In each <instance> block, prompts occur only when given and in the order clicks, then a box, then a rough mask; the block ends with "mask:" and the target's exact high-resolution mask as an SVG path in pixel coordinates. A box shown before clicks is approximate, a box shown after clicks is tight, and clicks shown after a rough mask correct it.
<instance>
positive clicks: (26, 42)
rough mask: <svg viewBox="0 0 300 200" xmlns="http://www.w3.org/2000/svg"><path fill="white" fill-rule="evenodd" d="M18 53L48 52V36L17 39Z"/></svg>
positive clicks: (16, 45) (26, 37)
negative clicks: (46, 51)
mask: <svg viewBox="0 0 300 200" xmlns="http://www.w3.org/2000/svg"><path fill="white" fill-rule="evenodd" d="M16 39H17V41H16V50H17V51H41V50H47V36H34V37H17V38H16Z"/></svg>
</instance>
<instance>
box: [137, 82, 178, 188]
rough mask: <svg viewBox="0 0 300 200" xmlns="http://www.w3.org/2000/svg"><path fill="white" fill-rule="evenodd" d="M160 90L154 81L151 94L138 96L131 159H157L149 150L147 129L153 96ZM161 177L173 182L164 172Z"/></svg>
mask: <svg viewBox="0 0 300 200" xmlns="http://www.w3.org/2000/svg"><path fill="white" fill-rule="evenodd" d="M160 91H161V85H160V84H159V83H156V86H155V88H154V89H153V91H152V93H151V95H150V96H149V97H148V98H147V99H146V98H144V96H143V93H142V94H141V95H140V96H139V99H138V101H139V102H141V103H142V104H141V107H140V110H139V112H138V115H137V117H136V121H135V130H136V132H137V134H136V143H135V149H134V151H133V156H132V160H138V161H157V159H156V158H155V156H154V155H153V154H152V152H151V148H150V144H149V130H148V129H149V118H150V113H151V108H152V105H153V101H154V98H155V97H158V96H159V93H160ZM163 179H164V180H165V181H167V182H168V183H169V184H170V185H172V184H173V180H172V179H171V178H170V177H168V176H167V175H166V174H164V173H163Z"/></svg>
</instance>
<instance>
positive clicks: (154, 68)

## YOUR INSTRUCTIONS:
All lines from the beginning of the material above through the one with "positive clicks: (26, 42)" need to be returned exactly; please return those and only those.

## WORKED SOLUTION:
In each <instance> block, prompts occur only when given and in the order clicks, then a box, then a rough mask; the block ends with "mask:" and the target's exact high-resolution mask as an SVG path in pixel coordinates. A box shown before clicks is approximate, a box shown after clicks is tight, and clicks shown after a rough mask correct it.
<instance>
positive clicks: (26, 42)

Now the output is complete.